=== Passage provided ===
Crunchy, fluffy, crispy, golden brown. Cooking the perfect roastie can be a weekly battle that causes dispute amongst the tightest knit families. What potato should you use, how long should you cook them for, what fat is best for a crispy finish: all questions that can turn the calmest cook into Gordon Ramsey. The chefs here at Tom Browns are a caring bunch, so they’ve given you undoubtedly the best roast potato recipe around to save any future arguments… and of course to give you the upper hand!


Lets start at the beginning with potato choice – which variety should you go for?

We prefer a Maris Piper, grown in Lincolnshire and delivered straight to our front door. Not too low or high in sugar, we love the Maris Piper’s because they’re a strong all-rounder potato, perfect for mash or roasties! If your potato is too high in sugar (like Charlotte potatoes, for example), the sugar will caramelise, making the roastie go brown quickly but lose its crispiness once it’s been cooked. Too low in sugar and it just won’t have the delicious flavour your dinner deserves.


Once you’ve got your Maris Pipers in hand, it’s time to get cooking…


  • Preheat your oven, roasting tin and fat of choice at either fan assisted 180C, or normal gas 200C. Pre-heating your fat ensures your roasties will properly fry and crisp up and WON’T turn into a sad, greasy mess. We like using beef dripping for our fat because the flavour is absolutely incredible, but most fats will do (apart from butter, as it’ll burn quickly).


  • Peel and chop your potatoes to your required size. A bit bigger than a large egg, but as long as your sizes are consistent, that’s all that matters.


  • Once chopped, pop them in cold water, season then bring the water up to boil. As a root vegetable, the potatoes need a bit longer to cook so bringing them up to the boil from cold ensures they cook more evenly throughout, and this also makes them fluffier, too. When you season the water, as the potatoes boil they’ll suck up all those lovely flavours, making your roastie well seasoned all the way through – not just on the outside!

=== Exercise requirements ===
• 1. Name every word or phrase the opening sentence of the roast potato recipe uses to describe a perfect roastie.
• 2. In the roast potato recipe, swap "beef dripping" for "goose fat" and write out the part that begins at the words "Once you’ve got" and stops after "all that matters.".

=== Data ===
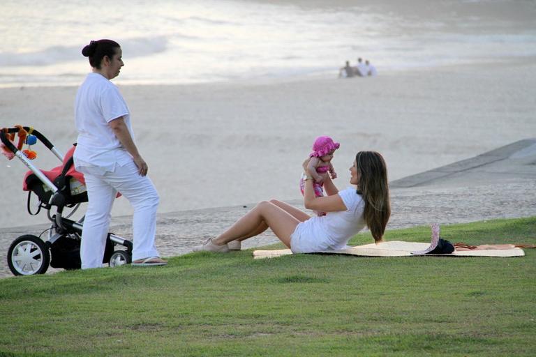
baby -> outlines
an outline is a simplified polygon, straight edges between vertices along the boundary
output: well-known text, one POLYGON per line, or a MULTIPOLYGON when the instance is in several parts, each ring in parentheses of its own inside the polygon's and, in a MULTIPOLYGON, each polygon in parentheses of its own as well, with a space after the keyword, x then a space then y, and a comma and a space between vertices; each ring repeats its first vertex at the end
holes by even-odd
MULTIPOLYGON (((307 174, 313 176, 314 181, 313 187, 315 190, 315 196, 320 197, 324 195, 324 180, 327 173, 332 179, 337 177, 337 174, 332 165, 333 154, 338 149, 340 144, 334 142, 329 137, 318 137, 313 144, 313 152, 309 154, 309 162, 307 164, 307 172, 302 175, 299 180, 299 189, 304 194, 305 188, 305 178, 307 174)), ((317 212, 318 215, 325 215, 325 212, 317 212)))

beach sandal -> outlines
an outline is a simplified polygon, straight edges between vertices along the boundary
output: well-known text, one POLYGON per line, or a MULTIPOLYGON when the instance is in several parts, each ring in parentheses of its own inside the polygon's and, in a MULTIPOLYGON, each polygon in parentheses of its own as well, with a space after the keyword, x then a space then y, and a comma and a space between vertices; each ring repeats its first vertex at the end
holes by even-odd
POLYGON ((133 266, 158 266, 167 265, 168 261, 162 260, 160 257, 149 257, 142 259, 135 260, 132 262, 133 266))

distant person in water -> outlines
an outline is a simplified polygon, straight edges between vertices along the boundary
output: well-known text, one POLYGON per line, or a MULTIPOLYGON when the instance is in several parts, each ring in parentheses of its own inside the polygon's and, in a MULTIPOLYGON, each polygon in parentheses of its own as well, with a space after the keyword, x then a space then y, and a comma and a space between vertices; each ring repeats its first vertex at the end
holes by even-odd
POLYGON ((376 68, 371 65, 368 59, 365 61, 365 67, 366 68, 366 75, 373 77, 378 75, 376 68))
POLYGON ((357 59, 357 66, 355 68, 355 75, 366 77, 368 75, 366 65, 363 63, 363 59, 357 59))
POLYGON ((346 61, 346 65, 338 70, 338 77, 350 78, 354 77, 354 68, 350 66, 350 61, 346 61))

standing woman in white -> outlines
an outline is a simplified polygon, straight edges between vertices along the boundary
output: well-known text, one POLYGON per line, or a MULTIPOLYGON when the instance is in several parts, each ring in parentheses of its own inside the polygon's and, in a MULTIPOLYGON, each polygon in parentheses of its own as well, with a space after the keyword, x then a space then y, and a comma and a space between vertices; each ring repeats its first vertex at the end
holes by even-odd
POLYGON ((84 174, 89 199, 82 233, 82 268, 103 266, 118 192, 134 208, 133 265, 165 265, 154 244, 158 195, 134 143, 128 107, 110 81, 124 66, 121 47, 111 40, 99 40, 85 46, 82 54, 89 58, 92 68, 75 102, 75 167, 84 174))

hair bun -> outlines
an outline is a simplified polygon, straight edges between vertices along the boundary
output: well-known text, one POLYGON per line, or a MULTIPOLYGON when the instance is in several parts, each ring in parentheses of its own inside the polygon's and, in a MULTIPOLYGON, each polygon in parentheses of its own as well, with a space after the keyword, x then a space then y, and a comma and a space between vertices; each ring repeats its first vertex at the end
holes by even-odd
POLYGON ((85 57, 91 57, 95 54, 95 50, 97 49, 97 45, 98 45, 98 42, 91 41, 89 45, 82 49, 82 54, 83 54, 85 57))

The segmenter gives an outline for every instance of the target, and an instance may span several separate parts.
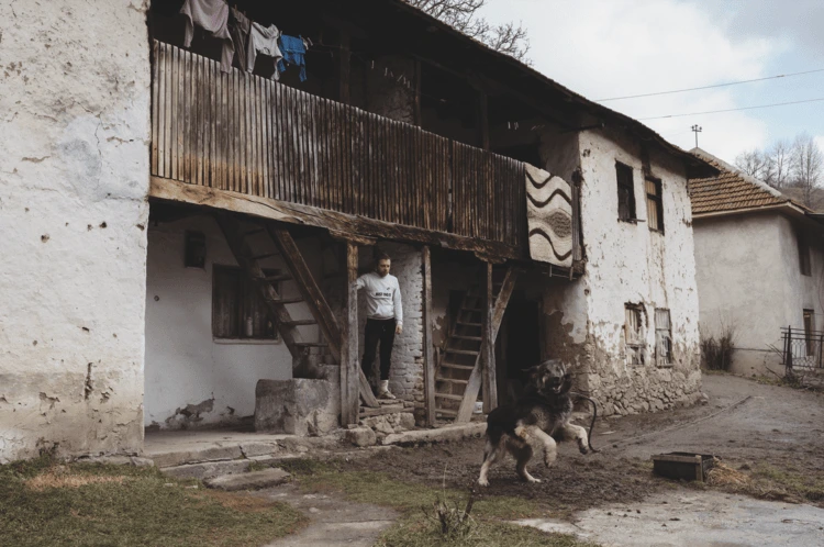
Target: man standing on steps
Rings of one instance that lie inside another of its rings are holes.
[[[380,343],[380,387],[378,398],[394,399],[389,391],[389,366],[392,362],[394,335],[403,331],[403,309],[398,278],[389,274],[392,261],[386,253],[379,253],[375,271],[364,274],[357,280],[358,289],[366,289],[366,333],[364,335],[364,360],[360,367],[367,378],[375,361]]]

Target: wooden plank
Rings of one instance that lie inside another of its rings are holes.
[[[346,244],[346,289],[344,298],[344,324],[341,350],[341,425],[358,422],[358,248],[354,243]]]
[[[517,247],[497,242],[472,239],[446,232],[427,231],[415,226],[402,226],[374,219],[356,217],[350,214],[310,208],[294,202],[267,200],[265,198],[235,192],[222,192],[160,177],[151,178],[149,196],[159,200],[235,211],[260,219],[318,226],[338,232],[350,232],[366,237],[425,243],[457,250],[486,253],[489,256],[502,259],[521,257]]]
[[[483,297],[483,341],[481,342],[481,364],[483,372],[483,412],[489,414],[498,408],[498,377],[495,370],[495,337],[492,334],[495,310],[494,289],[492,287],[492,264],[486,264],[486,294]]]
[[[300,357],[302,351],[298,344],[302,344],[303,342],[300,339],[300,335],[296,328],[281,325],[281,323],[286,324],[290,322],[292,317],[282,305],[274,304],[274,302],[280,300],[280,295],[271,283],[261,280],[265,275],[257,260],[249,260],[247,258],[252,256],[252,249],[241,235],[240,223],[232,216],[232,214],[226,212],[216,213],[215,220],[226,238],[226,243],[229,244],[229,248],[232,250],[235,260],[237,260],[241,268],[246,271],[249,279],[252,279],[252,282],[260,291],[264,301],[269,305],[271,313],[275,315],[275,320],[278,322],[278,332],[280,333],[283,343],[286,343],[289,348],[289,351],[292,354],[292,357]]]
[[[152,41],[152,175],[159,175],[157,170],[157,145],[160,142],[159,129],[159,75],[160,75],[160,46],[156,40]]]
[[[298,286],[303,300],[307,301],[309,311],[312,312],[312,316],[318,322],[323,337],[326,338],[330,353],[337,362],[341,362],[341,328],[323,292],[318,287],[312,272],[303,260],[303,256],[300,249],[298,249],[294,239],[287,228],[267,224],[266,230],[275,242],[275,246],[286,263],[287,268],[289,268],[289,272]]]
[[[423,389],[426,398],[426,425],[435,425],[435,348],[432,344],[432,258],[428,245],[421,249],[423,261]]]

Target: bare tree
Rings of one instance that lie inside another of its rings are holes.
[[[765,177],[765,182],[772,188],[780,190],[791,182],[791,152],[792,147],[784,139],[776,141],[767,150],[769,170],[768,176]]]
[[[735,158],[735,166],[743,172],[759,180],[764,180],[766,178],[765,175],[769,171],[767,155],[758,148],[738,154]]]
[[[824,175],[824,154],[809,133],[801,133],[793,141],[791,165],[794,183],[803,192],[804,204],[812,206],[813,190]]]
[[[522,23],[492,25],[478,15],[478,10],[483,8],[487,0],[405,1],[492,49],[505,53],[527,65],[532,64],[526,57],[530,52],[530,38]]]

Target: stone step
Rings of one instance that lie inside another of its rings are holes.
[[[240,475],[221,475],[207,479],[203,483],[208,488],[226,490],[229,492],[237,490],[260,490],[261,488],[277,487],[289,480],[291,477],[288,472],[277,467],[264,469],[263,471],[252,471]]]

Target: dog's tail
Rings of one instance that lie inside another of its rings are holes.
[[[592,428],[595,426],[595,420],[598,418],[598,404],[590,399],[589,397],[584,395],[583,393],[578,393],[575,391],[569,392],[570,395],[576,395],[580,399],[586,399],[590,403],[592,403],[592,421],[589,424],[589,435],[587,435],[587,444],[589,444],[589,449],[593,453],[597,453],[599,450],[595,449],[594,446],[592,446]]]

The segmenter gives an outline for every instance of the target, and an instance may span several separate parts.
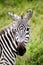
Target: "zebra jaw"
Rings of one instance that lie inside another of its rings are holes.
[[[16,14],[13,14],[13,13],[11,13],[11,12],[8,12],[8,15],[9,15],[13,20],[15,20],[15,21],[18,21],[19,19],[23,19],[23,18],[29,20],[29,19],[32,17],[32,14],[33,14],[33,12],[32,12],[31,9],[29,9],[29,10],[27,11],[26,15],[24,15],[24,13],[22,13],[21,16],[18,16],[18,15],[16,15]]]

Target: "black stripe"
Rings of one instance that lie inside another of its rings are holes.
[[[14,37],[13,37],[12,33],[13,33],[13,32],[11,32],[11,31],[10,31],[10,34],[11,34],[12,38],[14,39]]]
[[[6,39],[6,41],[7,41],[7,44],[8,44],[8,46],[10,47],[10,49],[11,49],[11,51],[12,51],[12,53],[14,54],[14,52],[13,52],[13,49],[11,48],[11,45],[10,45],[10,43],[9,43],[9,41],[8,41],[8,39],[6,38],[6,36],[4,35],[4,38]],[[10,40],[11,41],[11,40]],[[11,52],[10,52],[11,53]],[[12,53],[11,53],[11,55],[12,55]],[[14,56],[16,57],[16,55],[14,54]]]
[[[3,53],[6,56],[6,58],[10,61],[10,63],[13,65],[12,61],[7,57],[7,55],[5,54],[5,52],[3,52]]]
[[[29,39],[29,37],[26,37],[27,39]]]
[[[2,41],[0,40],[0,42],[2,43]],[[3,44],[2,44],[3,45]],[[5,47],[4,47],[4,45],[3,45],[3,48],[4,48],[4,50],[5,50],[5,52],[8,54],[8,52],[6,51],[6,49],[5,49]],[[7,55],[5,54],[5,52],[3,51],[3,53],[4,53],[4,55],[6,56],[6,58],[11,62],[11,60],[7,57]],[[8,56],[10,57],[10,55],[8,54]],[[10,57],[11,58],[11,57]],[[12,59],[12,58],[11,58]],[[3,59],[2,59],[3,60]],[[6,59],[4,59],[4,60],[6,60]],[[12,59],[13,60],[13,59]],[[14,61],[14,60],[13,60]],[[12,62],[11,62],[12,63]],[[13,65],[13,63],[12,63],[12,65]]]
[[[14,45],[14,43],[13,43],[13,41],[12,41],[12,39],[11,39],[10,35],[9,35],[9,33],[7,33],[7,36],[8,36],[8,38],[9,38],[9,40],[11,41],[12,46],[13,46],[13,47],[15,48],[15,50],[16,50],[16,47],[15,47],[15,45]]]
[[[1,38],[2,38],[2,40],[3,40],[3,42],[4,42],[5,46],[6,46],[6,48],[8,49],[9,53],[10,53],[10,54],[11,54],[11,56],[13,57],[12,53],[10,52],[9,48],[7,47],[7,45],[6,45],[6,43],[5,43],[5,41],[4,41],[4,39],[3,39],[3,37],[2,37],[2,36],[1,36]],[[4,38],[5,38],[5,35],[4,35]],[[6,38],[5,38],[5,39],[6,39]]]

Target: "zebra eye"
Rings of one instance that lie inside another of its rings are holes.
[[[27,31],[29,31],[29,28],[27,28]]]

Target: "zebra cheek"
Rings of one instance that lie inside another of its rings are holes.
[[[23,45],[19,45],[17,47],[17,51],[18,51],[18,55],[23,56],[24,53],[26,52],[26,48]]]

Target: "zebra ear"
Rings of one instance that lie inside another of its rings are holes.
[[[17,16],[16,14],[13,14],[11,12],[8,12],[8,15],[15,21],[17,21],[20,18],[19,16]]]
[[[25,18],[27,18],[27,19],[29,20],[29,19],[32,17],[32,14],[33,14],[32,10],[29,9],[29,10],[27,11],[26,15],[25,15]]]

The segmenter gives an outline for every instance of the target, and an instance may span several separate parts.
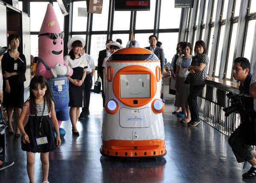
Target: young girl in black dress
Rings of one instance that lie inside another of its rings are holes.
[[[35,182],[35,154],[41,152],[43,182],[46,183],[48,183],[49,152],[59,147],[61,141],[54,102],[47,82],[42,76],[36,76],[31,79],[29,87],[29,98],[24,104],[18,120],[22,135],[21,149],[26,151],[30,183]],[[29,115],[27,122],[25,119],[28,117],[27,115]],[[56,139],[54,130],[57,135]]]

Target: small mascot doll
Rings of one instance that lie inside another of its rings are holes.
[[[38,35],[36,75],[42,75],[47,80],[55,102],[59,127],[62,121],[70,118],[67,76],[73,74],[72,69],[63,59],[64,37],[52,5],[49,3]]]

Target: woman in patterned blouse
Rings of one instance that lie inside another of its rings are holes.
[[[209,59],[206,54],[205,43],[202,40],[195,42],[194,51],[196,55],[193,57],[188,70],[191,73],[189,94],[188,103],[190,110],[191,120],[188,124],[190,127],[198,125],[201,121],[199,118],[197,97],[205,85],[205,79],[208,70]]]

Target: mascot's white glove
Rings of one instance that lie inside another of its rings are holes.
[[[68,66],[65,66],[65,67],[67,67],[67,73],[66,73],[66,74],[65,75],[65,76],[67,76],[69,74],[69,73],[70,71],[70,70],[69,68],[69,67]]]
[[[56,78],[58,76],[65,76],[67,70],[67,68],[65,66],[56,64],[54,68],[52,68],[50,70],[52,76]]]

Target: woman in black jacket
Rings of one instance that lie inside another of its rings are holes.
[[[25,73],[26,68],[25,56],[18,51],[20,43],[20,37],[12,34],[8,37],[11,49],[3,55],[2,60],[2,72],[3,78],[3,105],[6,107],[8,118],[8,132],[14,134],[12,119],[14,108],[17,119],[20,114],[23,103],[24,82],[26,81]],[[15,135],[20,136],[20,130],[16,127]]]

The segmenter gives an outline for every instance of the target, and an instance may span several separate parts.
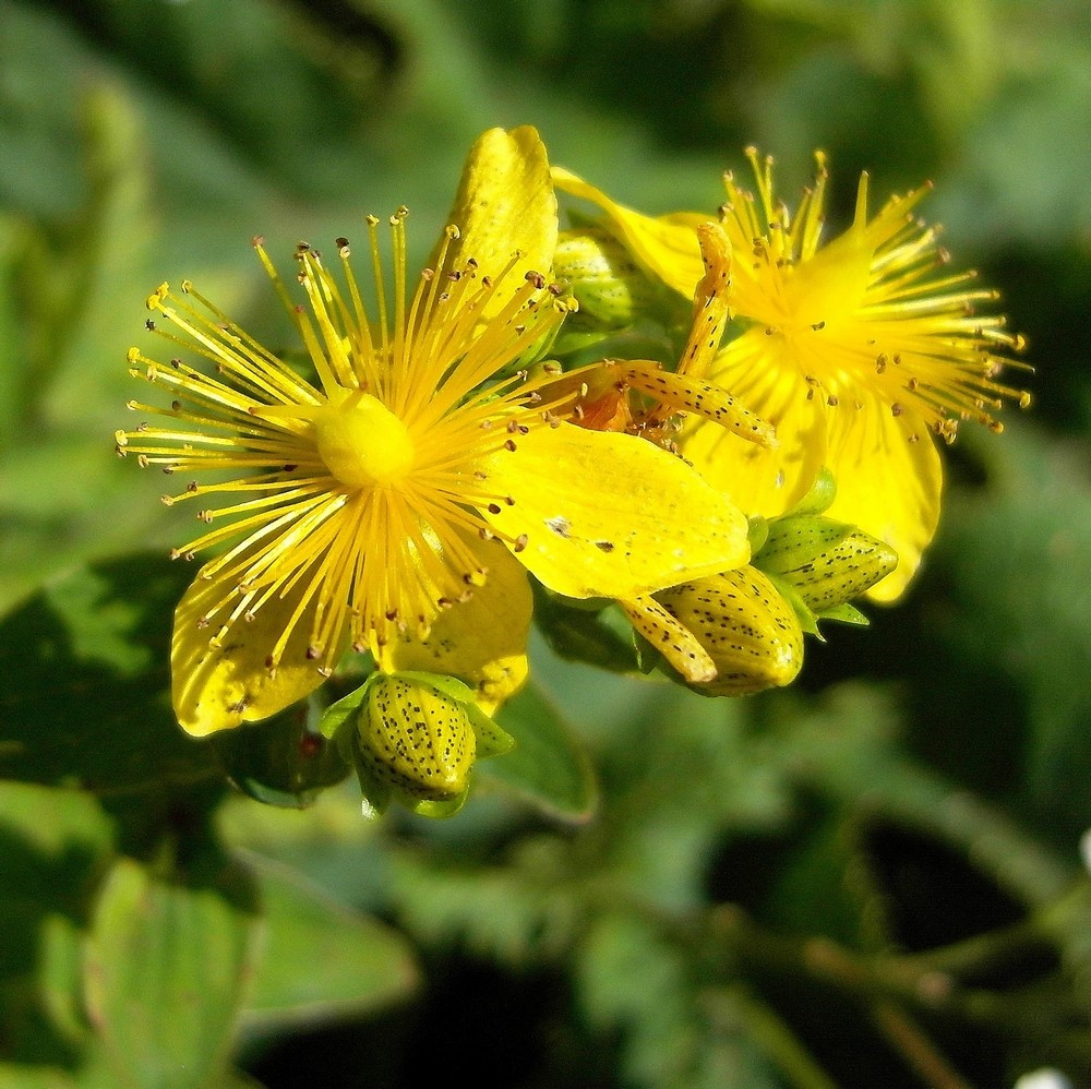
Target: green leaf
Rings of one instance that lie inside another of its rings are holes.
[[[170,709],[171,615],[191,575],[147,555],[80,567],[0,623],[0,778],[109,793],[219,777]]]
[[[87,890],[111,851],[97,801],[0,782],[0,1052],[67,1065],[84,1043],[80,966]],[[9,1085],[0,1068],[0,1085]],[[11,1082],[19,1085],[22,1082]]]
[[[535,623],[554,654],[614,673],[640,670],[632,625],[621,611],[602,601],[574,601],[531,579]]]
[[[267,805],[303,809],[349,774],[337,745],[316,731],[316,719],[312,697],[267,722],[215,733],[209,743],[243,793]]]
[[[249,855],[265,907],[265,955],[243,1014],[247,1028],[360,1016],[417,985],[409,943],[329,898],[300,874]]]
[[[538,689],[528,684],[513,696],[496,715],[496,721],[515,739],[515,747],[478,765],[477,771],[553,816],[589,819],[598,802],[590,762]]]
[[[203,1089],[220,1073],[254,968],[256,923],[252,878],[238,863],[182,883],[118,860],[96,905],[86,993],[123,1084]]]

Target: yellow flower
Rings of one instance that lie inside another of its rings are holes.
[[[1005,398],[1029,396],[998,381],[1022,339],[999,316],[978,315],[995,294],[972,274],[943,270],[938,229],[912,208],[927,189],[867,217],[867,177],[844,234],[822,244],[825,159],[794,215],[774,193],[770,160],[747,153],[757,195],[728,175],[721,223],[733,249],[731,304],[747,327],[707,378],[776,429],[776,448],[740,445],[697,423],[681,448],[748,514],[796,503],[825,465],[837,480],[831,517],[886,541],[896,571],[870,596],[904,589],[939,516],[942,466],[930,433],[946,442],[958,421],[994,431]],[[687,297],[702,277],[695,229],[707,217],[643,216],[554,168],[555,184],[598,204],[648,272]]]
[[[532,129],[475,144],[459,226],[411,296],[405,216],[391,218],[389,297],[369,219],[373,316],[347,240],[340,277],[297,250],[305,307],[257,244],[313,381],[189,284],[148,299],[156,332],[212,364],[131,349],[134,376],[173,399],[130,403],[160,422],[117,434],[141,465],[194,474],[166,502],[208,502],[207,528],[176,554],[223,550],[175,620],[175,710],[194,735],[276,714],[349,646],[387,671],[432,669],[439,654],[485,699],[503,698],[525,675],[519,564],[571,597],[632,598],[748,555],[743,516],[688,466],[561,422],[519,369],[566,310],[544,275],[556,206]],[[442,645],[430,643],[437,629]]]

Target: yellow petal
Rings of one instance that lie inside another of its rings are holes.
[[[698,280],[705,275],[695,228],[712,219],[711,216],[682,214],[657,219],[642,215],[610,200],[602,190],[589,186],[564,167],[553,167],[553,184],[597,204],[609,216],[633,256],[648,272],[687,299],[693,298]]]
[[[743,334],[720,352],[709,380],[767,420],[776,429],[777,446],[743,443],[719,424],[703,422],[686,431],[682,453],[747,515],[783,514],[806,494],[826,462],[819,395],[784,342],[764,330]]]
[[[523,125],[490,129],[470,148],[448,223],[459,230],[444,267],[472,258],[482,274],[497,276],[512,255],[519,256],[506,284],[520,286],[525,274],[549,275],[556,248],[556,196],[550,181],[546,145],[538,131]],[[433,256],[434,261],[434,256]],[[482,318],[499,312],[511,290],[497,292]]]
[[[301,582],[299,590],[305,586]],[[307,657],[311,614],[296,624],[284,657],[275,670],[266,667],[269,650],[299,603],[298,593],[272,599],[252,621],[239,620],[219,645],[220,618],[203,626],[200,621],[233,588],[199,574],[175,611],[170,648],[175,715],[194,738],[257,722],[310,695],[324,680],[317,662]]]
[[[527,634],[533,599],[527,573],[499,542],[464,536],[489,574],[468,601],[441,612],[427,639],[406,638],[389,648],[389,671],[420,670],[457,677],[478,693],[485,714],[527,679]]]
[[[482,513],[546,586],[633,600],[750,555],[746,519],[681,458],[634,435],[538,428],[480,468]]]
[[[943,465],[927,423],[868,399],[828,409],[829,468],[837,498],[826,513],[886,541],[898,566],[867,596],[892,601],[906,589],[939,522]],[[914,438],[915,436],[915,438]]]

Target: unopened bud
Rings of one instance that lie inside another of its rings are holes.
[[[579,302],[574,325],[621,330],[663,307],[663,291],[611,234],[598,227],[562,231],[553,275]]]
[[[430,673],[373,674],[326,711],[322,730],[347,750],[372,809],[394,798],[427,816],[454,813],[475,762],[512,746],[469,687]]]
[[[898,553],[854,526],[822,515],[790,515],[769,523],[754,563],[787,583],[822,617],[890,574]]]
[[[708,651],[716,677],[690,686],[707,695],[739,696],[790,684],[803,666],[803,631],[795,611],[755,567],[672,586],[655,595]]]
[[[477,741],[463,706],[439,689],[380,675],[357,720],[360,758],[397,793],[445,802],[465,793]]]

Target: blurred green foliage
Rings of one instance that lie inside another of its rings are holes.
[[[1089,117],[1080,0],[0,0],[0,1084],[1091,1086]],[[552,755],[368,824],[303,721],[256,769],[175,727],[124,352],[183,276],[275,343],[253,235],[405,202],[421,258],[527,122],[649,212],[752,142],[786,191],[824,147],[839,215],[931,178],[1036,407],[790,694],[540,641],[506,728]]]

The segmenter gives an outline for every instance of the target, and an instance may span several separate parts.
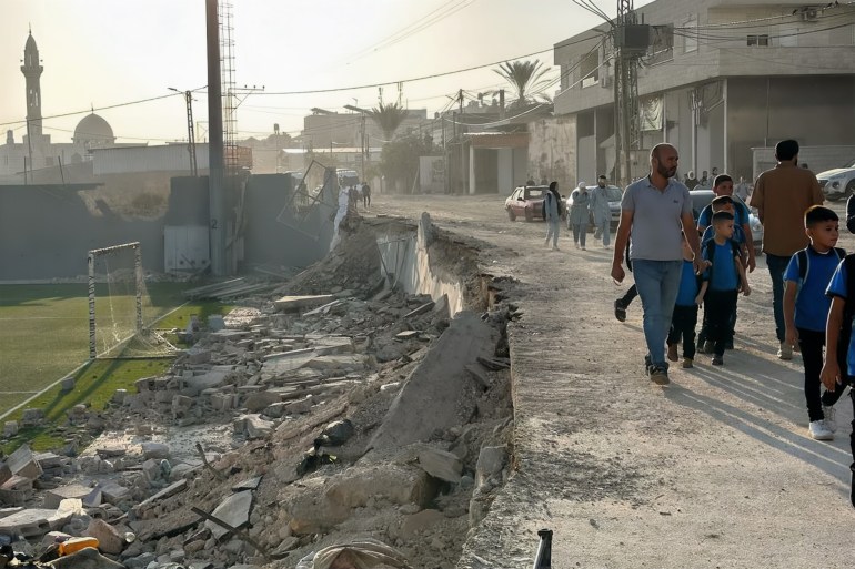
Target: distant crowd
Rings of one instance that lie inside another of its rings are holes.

=== Outputs in order ===
• 1. Crunchy, fluffy, crispy, golden brown

• 2.
Once you’ve got your Maris Pipers in hand, it’s time to get cooking…


  • Preheat your oven, roasting tin and fat of choice at either fan assisted 180C, or normal gas 200C. Pre-heating your fat ensures your roasties will properly fry and crisp up and WON’T turn into a sad, greasy mess. We like using goose fat for our fat because the flavour is absolutely incredible, but most fats will do (apart from butter, as it’ll burn quickly).


  • Peel and chop your potatoes to your required size. A bit bigger than a large egg, but as long as your sizes are consistent, that’s all that matters.